**Task instructions**. Reproduce each of the entries below word for word.

**Entries supplied**.
----

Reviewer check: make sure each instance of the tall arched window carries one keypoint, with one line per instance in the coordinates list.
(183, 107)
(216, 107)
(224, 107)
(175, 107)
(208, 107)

----

**Complete answer**.
Reviewer check: make sure each instance of the tall arched window carries one keypoint, with one line per instance in the coordinates list.
(183, 107)
(216, 107)
(224, 107)
(175, 107)
(208, 107)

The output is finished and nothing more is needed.